▸ **Given passage**:
HVAC estimate breakdown: what to include

A complete HVAC estimate covers the equipment, the labor, the startup, the permit, and the warranty terms. Here is what each section should say.

Equipment specification — brand, model, and SEER rating

The most important section of an HVAC estimate. List the exact equipment: manufacturer, model number, BTU (or ton) size, SEER2 rating, and any matched system components (air handler, coil, thermostat). Customers who get two HVAC quotes compare them side by side — if your equipment is better, the spec shows it. If they are the same brand and model, your labor and service reputation are the differentiator.

Labor: installation, line set, and electrical

Break out installation labor from the line set run and electrical connection. A standard split-system install in an existing mechanical space is different from a rooftop package unit with new ductwork penetrations. Listing these separately lets customers see what they are paying for and gives you a paper trail if scope changes during installation.

▸ **Excerpted records**:

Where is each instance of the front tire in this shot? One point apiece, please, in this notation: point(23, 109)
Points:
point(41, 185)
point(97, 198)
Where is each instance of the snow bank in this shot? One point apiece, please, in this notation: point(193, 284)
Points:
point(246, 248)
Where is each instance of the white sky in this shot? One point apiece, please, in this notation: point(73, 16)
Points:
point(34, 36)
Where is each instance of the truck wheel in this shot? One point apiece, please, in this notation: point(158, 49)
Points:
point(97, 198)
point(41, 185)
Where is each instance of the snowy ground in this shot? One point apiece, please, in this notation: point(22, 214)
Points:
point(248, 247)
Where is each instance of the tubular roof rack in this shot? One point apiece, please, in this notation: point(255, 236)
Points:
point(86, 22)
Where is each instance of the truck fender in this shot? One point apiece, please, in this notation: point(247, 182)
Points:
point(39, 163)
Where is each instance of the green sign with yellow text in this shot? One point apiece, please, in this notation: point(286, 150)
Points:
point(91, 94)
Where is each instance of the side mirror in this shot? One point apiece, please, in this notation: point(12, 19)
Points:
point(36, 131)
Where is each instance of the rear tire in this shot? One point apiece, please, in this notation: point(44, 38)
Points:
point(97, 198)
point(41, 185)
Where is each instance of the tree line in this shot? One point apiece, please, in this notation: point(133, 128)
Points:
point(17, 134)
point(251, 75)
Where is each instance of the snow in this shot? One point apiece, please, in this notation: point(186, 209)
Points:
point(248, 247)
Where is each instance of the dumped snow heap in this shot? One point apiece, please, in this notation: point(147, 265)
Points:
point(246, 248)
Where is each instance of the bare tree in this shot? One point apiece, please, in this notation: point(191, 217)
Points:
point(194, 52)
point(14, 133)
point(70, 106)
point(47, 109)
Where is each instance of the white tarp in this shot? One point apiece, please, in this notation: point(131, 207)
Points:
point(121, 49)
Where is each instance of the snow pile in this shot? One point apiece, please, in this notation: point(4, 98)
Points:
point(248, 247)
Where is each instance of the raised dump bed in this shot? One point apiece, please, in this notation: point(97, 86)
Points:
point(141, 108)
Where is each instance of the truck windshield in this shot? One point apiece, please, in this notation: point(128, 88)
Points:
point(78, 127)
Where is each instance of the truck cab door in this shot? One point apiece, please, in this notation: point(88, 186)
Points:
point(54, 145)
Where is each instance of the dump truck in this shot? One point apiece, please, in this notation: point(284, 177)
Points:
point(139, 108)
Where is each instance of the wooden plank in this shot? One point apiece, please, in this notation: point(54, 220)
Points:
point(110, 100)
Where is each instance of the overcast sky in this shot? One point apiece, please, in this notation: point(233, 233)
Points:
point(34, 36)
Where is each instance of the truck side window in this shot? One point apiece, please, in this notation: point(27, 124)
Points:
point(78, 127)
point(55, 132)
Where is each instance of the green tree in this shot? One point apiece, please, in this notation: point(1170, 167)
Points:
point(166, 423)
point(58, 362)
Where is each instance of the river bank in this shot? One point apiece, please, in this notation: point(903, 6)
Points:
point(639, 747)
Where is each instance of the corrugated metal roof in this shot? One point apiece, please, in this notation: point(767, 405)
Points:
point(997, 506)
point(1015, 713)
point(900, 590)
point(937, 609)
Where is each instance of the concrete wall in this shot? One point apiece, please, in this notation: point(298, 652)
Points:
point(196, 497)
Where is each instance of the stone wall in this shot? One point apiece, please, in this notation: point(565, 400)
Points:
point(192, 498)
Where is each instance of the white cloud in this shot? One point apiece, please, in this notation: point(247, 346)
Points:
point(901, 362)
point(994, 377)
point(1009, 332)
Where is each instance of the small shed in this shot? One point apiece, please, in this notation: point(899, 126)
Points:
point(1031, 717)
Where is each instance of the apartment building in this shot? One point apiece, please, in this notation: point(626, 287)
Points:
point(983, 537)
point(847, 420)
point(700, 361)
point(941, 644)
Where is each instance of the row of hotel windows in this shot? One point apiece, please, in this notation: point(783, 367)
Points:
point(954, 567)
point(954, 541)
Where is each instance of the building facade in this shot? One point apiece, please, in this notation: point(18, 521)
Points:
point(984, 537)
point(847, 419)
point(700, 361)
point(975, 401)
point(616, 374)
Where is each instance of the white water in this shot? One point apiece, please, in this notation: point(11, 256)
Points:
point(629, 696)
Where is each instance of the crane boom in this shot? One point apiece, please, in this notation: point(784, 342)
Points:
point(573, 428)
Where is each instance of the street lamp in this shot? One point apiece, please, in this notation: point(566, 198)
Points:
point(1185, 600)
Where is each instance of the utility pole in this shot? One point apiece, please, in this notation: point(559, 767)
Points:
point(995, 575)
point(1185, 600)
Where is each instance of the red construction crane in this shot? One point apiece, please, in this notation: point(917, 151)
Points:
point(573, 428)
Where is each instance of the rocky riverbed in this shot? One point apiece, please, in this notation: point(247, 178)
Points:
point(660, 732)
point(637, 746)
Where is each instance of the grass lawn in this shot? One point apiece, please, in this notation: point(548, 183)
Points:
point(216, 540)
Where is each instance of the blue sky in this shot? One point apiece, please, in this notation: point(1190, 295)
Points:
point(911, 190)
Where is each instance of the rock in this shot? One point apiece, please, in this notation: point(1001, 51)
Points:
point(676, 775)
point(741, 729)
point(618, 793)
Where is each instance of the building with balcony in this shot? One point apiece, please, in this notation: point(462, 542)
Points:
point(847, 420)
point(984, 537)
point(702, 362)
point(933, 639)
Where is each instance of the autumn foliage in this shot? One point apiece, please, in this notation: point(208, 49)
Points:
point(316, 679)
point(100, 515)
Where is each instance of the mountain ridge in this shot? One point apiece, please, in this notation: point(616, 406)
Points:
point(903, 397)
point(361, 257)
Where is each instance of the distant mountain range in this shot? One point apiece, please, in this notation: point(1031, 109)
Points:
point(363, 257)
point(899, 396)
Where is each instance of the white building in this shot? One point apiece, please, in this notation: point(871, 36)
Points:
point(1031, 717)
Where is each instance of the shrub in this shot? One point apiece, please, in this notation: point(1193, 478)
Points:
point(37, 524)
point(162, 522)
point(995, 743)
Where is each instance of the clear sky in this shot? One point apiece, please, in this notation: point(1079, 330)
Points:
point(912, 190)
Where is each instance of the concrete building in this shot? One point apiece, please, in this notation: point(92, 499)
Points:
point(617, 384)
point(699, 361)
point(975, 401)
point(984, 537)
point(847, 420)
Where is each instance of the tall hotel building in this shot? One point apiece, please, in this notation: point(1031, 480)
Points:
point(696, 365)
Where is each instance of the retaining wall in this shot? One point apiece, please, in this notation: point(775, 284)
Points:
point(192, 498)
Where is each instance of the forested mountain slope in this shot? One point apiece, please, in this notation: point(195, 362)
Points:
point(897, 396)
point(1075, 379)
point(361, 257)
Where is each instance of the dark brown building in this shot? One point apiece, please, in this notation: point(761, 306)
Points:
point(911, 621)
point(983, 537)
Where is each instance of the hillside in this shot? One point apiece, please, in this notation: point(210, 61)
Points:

▸ **Required actions**:
• A. According to the HVAC estimate guide, why should installation labor be listed separately from the line set run and the electrical connection? Answer in one to three sentences.
• B. Continue the HVAC estimate guide from the point at which it ends.
The material has no connection to the HVAC estimate guide.

▸ **Answers per task**:
• A. Listing these items separately lets customers see what they are paying for. It also provides a paper trail if the scope changes during installation.

• B.
Refrigerant and startup

List refrigerant separately — it is a regulated material with a real market cost. Include system startup as a line item: charging the system, verifying superheat and subcooling, confirming airflow, and walking the customer through operation. Customers do not know this step exists until they see it on the estimate — then they appreciate the thoroughness.

Ductwork — modification, replacement, or new

If ductwork is in scope, itemize it. Replacing a plenum, adding a supply register, or sealing leaky returns are all distinct tasks with different labor profiles. Vague ductwork lines — "duct repair" — are the most common source of HVAC disputes.

Permit and inspection

Most jurisdictions require a permit for HVAC replacement and new installation. Always pull it, always list it as a separate pass-through line at actual cost. Some customers ask why they need a permit for a simple system swap — the answer is that an inspection protects them: an uninspected system that has a problem is a liability they own.

Warranty terms — equipment and labor separately

State the equipment manufacturer warranty (typically 5–10 years on parts with registration) and your labor warranty separately. "1-year labor warranty on all installations" is standard. Note any conditions — warranty is void if the equipment is not registered within 30 days, or if a third party modifies the system.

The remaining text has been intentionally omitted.